**Excerpted passage**:
• • • • •

Management of the €9.5 million project, originally estimated at €5.2 million, was transferred to Element Pictures, in late 2016.

Spearheaded by Solas-Galway Picture Palace Teo from 2004, the project had been hit with delays and cost overruns, including receivership and liquidation of the initial contractor. It required a further injection of State funds, and lack of oversight at an early stage was highlighted by the Comptroller and Auditor General.

The cinema in 2016. Photograph: Joe O’Shaughnessy
The cinema in 2016. Photograph: Joe O’Shaughnessy

However, Element Pictures was keen to pay tribute to the "passion and commitment and collaboration" of Lelia Doolan and her colleagues in Solas when it heralded the opening at a press briefing on Wednesday.

Fitted out with a series of 22 Patrick Scott stained glass windows which Doolan donated, the five-storey building houses three screens, a bar and restaurant.

It was built in the garden of an 1820s merchant house to a design by Tom de Paor, who was recently awarded an international fellowship by the Royal Institute of British Architects (Riba) – one of only a handful of Irish architects to receive one.

De Paor’s work has featured five times at the world’s largest visual arts festival, the Venice Biennale, and Riba has described him as one of the “leading architects of his generation”.

Element Pictures has described his Galway building as an “intriguing architectural space” to “explore” in the heart of Galway’s “Latin quarter”.

Lelia Doolan said it had been a “long and winding road for Solas”, but “now Galway’s patient, generous film enthusiasts who never lost faith can rejoice”.

“Here’s a beautiful new tower of song in the heart of the city, a meeting place for visions to prosper, for devilment to be celebrated and for rich landscapes of feelings and ideas to provoke or console our lives,”she said, welcoming Element’s involvement and thanking “all the working men and women who laboured to make this dream a reality”.

• • • • •

Segmentation mask data:
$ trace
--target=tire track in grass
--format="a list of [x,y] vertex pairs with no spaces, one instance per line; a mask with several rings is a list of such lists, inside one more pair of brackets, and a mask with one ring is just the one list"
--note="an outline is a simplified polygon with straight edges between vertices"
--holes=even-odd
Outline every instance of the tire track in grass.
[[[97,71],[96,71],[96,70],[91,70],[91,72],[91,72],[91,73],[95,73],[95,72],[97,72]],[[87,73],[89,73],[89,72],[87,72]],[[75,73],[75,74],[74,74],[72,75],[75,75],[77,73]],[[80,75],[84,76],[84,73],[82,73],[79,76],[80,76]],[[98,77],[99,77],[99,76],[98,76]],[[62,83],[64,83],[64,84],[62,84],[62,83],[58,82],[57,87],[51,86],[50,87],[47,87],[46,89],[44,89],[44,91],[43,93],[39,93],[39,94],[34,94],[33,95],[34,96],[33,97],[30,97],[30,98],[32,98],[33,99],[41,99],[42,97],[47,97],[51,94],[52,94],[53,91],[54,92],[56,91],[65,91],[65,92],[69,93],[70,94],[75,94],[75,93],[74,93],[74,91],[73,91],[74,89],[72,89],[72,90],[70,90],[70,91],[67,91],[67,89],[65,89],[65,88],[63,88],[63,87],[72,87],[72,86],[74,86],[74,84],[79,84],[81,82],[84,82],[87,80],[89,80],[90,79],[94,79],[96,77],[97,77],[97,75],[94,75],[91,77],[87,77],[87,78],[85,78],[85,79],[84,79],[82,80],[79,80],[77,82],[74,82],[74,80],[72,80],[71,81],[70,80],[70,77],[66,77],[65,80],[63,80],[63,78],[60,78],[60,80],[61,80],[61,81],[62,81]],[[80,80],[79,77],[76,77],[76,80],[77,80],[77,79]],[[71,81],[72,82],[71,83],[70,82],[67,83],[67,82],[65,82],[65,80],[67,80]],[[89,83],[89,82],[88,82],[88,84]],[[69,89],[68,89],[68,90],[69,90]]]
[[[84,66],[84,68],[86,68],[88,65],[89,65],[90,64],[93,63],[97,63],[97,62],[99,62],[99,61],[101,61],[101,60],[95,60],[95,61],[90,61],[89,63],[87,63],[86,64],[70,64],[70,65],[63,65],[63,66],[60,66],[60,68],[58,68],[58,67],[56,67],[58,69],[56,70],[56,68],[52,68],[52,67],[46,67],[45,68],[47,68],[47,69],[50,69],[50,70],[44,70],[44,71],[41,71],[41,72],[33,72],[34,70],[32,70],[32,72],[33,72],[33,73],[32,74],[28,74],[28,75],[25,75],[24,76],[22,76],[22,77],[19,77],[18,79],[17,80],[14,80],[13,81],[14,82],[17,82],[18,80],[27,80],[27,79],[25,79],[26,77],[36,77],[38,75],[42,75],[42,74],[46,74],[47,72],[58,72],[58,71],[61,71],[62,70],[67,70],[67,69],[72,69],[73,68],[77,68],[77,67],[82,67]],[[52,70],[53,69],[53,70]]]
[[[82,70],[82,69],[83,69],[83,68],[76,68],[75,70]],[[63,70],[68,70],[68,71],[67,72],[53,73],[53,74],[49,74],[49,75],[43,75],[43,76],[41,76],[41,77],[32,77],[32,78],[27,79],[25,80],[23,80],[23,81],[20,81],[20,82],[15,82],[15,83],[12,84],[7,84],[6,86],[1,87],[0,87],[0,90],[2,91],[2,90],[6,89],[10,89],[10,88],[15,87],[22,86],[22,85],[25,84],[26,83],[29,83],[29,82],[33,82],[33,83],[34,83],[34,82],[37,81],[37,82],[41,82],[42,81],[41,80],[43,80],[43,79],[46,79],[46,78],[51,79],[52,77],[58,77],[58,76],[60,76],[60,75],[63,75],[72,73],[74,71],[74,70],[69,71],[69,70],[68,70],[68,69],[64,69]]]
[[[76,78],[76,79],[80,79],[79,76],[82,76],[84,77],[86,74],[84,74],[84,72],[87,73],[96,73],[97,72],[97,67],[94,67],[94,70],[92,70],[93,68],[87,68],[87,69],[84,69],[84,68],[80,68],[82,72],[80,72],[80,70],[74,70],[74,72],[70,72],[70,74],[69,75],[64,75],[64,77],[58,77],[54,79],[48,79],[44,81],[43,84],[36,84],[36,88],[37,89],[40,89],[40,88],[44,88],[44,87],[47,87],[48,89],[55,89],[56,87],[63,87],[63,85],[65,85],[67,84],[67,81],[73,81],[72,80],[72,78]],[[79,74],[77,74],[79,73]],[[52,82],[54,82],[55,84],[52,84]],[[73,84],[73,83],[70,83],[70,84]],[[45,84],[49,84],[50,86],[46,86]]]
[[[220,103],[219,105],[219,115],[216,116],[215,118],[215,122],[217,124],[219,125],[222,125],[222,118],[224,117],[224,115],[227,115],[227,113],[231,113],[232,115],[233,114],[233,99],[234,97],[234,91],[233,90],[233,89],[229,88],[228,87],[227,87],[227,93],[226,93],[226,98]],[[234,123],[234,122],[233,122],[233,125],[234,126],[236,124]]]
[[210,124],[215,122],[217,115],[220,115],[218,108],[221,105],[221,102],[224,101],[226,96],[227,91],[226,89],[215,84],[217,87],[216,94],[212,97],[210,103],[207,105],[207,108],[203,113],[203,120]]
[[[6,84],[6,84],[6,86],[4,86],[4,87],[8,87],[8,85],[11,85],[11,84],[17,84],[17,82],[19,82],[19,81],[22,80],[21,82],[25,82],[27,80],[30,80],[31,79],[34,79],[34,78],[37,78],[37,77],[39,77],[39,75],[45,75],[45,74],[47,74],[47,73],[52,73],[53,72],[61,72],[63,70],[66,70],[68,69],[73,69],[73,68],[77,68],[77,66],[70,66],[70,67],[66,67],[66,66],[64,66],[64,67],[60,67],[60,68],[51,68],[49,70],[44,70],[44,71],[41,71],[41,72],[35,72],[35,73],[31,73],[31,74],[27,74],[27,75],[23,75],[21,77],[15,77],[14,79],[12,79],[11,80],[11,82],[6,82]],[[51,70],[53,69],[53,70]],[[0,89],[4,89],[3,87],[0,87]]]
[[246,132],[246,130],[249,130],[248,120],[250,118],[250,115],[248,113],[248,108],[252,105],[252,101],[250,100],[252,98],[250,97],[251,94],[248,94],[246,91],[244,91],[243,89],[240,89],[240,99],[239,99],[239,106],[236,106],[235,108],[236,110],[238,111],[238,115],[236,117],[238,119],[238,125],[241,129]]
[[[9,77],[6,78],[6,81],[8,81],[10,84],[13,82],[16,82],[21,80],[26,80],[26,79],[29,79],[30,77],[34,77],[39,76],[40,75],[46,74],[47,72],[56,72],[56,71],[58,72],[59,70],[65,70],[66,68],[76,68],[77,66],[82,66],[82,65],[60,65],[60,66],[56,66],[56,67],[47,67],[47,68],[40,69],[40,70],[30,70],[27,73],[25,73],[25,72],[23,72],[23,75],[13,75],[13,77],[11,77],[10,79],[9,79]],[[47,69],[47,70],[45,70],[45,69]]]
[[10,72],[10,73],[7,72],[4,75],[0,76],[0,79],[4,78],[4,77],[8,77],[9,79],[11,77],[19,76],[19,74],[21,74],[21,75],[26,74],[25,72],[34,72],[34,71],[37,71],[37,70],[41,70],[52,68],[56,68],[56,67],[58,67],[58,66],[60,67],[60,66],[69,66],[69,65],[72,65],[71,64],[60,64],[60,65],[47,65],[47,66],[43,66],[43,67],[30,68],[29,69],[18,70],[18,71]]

• • • • •

**Required actions**:
**1)** Summarize the passage on the Galway cinema project in two sentences.
**2)** Reproduce the passage on the Galway cinema project word for word, between "Fitted out with" and "to receive one.", inclusive.

**Solutions**:
**1)** Management of the €9.5 million project, originally estimated at €5.2 million and spearheaded by Solas-Galway Picture Palace Teo from 2004, was transferred to Element Pictures in late 2016 after delays and cost overruns. The five-storey building, designed by Tom de Paor, houses three screens, a bar and restaurant, and Lelia Doolan said Galway's film enthusiasts who never lost faith can now rejoice.

**2)**
Fitted out with a series of 22 Patrick Scott stained glass windows which Doolan donated, the five-storey building houses three screens, a bar and restaurant.

It was built in the garden of an 1820s merchant house to a design by Tom de Paor, who was recently awarded an international fellowship by the Royal Institute of British Architects (Riba) – one of only a handful of Irish architects to receive one.